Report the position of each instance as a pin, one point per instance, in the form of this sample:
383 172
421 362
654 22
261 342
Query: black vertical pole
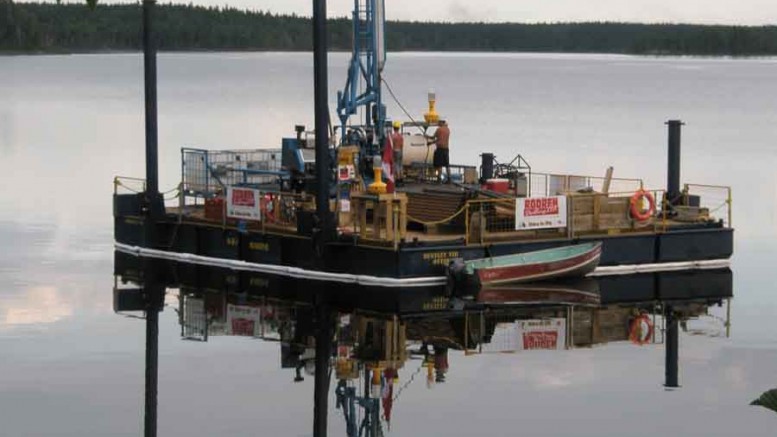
324 334
672 349
154 297
149 64
152 199
673 161
152 365
321 84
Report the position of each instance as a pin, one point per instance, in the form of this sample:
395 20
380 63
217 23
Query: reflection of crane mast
367 62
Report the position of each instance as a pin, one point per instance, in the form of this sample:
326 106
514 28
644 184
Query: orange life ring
636 210
636 332
268 207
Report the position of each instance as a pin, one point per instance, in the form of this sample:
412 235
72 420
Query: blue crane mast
363 86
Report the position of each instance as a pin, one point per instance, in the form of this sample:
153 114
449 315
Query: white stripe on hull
377 281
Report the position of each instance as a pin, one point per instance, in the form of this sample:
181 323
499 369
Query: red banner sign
540 206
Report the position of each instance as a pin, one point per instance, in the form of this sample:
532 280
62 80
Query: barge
331 203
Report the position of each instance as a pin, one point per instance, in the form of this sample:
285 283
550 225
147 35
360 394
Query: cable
415 123
396 100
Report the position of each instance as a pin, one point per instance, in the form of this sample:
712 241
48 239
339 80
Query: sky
747 12
744 12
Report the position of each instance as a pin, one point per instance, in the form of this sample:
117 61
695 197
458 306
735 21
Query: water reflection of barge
322 206
377 343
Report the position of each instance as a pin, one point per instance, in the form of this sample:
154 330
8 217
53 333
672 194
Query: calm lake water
69 124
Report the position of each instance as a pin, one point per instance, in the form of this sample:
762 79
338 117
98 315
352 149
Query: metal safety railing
126 185
207 173
591 213
713 198
278 209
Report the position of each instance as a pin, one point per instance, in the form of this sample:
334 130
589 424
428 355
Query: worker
398 143
441 140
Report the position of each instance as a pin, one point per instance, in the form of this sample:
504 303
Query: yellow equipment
377 187
432 116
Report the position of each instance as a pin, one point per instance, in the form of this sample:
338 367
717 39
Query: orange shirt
442 137
397 140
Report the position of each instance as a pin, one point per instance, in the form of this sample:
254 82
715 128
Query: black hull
411 259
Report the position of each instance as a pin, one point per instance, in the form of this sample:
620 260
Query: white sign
243 321
540 213
243 203
549 334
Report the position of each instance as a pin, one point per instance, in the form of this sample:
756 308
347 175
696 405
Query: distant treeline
51 27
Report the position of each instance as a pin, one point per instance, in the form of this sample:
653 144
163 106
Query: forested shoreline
66 28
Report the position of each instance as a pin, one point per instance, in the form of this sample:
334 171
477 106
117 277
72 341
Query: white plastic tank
416 150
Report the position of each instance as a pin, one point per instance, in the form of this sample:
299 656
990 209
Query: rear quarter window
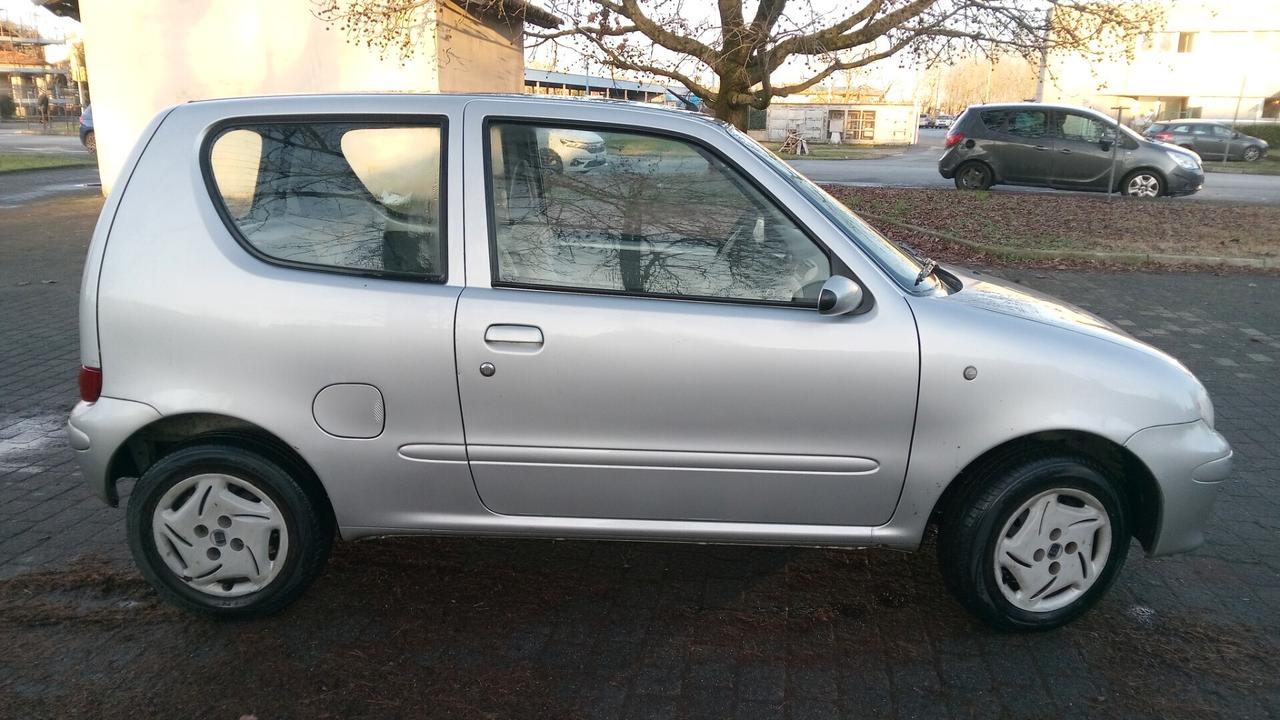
341 196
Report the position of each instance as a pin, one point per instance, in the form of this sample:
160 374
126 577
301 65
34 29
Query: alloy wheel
1143 185
220 534
1052 550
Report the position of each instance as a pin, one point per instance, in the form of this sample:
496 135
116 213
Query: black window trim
837 265
374 121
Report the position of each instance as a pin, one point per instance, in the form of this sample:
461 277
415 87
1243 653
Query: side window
641 214
1028 123
1080 127
348 196
995 119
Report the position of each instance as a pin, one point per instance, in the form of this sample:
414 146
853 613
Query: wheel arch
1134 481
1157 172
161 437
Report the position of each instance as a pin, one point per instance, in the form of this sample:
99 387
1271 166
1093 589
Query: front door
1082 160
648 346
1025 147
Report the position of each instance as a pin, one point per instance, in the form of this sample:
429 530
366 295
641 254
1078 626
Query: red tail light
91 383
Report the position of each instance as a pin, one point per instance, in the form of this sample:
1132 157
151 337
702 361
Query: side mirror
840 296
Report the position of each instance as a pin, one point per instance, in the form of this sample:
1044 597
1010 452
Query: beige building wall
1210 57
145 55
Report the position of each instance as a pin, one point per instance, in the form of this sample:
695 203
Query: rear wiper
929 265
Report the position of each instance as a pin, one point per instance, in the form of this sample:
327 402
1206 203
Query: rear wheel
1034 543
225 531
1142 183
973 176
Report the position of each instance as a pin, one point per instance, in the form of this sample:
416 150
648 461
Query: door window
639 214
1028 123
1080 127
334 195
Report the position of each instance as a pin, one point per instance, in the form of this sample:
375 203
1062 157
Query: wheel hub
1052 550
220 534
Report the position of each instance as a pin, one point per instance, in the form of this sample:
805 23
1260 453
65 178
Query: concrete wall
1233 57
149 54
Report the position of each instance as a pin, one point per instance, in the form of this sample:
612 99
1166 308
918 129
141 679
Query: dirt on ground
1034 220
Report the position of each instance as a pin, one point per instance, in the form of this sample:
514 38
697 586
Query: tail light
91 383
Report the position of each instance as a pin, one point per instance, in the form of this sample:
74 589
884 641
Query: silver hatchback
316 315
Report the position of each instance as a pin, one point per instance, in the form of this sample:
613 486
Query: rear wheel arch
152 442
1132 479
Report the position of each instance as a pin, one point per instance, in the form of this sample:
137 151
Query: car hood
984 292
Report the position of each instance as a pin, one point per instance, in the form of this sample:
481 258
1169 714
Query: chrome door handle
513 335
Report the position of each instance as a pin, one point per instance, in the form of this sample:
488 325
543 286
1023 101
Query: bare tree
730 55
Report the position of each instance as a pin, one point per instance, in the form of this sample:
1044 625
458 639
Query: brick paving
579 629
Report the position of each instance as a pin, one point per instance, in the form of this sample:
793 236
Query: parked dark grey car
1063 147
1208 139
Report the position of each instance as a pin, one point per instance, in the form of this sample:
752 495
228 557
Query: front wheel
1142 183
1034 542
225 531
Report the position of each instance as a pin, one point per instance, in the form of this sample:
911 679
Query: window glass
338 195
1080 127
995 119
640 214
1028 123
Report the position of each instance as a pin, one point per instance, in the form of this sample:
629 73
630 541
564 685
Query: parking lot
458 628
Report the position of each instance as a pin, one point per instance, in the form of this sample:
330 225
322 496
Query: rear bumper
1189 463
96 431
1185 182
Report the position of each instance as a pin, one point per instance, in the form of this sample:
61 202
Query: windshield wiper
929 267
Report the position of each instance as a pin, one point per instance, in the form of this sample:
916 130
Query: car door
1082 160
1024 147
640 341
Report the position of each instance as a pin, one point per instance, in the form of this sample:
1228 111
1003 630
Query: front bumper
1189 463
96 431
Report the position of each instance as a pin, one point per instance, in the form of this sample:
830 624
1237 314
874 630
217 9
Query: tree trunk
735 115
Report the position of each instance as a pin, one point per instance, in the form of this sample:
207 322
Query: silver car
385 315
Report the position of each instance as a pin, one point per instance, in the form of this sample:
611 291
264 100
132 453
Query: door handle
513 335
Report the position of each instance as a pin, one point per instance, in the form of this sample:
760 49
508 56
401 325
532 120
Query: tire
225 531
1143 183
974 176
990 531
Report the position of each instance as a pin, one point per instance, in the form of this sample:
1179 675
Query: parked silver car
384 315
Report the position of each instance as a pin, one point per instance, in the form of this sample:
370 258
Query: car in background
571 150
1210 140
1063 147
87 139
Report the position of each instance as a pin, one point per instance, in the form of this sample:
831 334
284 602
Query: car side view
1063 147
389 315
1210 140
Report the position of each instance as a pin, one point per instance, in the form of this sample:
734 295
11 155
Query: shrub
1271 133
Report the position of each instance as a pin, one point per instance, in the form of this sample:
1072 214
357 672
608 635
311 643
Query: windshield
901 265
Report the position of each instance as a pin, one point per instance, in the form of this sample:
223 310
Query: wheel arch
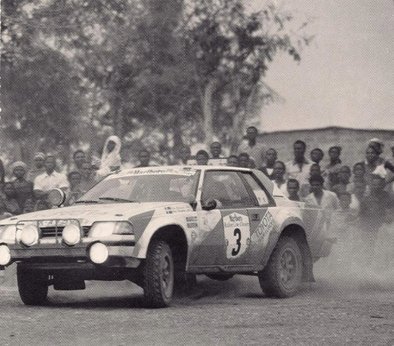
175 236
295 230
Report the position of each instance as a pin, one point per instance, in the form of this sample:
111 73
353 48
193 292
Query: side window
227 188
259 192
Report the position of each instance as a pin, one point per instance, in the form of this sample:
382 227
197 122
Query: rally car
159 226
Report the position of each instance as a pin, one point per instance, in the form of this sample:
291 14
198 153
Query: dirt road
232 313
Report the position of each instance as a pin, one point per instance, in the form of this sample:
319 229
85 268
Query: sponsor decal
237 234
264 228
187 171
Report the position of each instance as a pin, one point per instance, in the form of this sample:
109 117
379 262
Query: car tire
184 282
158 275
32 286
282 276
220 277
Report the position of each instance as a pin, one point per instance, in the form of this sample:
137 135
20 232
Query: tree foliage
181 68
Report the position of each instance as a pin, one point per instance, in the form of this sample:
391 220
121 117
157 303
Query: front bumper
57 255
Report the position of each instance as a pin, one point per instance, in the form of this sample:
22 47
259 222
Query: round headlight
56 197
71 234
98 253
29 235
5 255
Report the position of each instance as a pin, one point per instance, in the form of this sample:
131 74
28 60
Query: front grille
52 232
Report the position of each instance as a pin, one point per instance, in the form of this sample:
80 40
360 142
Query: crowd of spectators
362 190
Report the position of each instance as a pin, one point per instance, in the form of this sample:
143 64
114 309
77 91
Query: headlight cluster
71 234
7 233
107 228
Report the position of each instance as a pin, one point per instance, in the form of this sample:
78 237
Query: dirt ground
348 309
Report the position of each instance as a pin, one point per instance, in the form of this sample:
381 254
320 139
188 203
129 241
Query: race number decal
237 234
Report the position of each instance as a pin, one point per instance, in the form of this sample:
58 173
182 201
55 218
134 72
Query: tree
232 49
40 99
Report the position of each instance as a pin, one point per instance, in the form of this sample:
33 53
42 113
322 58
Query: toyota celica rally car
160 226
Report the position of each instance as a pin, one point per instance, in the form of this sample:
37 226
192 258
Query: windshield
144 188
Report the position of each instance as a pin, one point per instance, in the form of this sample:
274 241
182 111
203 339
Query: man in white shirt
255 149
216 158
50 179
320 198
299 168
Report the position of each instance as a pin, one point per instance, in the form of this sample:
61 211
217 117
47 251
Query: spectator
374 164
232 161
293 187
390 175
278 177
49 180
299 167
343 228
216 157
331 170
110 158
62 157
74 192
2 178
314 171
375 209
255 149
79 157
23 188
38 167
316 155
3 210
10 203
144 158
243 160
184 155
270 158
88 177
202 158
344 175
30 205
320 198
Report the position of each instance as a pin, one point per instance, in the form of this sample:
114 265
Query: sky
345 77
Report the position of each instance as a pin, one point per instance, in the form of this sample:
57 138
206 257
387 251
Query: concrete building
352 141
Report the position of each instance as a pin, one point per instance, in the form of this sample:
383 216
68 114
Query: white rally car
159 226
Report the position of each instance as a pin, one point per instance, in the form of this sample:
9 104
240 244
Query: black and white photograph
197 172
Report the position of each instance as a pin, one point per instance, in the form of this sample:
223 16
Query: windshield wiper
87 201
116 199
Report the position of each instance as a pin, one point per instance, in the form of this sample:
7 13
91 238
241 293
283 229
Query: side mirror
56 197
210 204
192 201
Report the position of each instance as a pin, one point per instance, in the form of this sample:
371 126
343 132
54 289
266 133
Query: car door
262 222
227 227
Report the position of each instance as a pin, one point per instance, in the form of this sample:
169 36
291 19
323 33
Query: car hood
89 213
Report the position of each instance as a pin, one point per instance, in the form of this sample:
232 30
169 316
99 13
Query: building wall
352 141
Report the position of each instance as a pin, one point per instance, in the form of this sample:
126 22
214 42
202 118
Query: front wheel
32 286
282 275
158 275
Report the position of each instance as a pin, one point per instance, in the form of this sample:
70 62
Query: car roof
180 169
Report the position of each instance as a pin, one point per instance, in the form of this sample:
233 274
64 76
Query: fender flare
274 236
141 247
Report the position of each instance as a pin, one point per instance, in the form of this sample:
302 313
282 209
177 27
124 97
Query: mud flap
68 283
307 265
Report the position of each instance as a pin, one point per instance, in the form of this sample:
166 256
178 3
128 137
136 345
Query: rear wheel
32 286
158 275
282 275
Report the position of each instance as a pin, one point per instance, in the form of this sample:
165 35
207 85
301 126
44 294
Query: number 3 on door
236 233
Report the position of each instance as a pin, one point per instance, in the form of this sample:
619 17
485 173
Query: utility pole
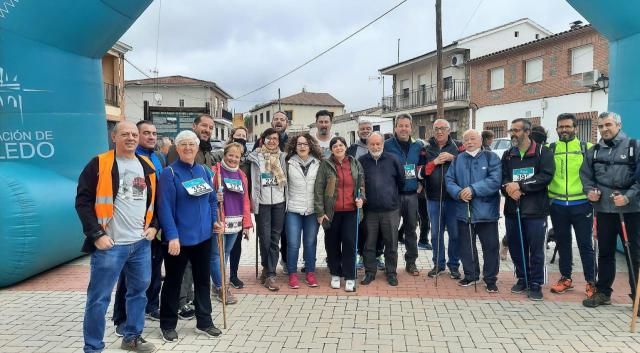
439 91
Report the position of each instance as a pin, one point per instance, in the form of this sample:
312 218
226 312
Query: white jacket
301 186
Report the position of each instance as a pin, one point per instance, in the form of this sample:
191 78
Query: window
497 78
581 59
448 82
404 85
533 70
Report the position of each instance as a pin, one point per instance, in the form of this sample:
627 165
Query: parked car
500 145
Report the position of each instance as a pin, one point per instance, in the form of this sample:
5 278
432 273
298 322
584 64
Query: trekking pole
595 246
473 247
223 286
524 260
634 316
440 226
355 257
626 243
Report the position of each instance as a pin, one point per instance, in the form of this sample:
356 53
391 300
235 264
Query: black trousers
488 235
339 242
200 257
153 292
609 228
363 234
382 225
270 222
234 256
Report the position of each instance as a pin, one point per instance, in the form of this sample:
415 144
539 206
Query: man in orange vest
115 203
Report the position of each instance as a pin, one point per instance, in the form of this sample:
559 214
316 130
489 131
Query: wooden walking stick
223 286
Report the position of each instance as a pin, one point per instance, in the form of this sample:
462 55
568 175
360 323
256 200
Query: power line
470 18
322 53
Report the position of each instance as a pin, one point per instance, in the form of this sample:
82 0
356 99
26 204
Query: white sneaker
335 282
349 285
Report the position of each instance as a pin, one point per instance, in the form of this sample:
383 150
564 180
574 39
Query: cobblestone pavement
44 314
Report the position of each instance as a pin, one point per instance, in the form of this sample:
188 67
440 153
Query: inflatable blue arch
52 121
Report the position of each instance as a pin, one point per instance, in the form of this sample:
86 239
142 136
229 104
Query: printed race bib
268 180
232 224
234 185
523 173
409 171
197 187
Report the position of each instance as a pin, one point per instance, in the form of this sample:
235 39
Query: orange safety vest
104 189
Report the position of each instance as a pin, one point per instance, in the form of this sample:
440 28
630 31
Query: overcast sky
244 44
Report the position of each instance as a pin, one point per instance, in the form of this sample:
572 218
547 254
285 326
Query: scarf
272 164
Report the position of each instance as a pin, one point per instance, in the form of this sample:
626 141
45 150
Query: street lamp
603 82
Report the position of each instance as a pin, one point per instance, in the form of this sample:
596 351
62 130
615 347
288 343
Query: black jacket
432 173
383 180
535 201
86 199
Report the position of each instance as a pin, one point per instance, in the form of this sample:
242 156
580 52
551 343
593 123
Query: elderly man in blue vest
412 158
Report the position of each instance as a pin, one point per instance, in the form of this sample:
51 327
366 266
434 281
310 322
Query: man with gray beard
383 181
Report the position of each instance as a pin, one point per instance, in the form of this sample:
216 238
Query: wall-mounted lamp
603 82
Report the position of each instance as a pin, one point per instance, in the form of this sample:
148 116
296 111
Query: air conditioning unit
590 78
457 60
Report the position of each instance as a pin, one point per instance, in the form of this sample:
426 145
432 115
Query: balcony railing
456 90
111 95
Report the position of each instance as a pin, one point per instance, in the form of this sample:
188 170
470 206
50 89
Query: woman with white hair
187 213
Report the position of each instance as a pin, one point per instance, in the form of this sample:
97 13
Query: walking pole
524 260
440 226
223 287
355 257
473 247
634 317
626 243
595 246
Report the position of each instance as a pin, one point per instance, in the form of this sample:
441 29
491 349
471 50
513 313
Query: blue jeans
229 240
581 218
106 265
437 233
533 234
305 227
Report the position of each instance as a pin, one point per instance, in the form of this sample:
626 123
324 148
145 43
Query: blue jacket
383 180
182 216
416 156
484 174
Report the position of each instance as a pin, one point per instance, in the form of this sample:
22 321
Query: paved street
44 314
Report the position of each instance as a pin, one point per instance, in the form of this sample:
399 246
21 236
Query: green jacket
568 156
325 190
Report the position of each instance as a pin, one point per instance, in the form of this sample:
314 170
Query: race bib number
409 171
197 187
268 180
234 185
232 224
523 173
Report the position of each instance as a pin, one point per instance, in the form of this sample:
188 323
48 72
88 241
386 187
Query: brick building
541 79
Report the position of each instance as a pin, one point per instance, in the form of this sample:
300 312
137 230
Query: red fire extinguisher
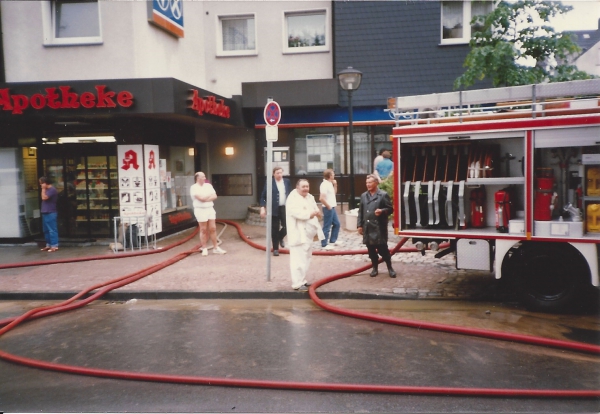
477 207
502 202
544 194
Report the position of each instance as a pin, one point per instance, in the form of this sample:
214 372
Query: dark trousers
383 250
278 228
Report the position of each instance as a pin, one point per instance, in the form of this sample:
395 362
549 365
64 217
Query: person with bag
302 216
372 224
49 197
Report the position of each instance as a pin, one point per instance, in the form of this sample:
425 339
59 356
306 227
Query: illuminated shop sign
168 15
208 105
64 98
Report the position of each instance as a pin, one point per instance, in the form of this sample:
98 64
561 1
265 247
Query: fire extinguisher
502 203
544 195
477 207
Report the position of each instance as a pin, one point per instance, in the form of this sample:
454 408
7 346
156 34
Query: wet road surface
291 340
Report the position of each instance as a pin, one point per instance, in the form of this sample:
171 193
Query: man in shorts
203 195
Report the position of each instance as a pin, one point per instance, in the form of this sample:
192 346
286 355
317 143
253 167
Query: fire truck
509 180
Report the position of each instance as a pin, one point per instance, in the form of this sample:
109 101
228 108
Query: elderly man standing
331 222
375 207
281 189
303 225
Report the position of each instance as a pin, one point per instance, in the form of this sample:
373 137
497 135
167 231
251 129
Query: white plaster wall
131 48
224 75
590 60
242 162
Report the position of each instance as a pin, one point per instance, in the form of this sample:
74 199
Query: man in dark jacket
375 207
281 189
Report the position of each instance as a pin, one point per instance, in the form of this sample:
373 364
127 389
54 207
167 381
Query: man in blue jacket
281 189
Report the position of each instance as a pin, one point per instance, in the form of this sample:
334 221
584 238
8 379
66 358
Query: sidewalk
241 273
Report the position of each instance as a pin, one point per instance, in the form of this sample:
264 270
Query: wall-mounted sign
168 15
64 98
208 105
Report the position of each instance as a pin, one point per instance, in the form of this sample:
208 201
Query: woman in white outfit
203 195
303 225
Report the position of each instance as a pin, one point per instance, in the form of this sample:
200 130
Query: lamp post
350 81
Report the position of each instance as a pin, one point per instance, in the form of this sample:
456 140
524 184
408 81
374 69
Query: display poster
153 197
131 180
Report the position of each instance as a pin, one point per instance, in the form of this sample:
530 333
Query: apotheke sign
64 98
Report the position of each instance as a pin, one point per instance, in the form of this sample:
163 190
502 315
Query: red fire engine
511 178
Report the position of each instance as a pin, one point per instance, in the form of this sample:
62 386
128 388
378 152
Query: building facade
82 81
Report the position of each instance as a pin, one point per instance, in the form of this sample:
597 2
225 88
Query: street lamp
350 81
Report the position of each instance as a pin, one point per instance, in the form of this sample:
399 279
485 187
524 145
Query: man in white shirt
303 225
203 195
331 221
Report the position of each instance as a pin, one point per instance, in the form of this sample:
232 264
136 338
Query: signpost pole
272 114
269 205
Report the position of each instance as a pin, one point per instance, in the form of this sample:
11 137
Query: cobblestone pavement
242 271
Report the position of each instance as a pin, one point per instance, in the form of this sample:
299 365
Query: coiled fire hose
78 301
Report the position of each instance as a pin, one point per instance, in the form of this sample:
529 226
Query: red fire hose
106 287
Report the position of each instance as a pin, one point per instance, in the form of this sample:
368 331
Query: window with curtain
456 19
72 22
306 31
238 35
#####
Set task>
Return every line of the data above that contains the string "woman". Matching is case-sensitive.

The result>
Query: woman with white hair
Query: woman in white outfit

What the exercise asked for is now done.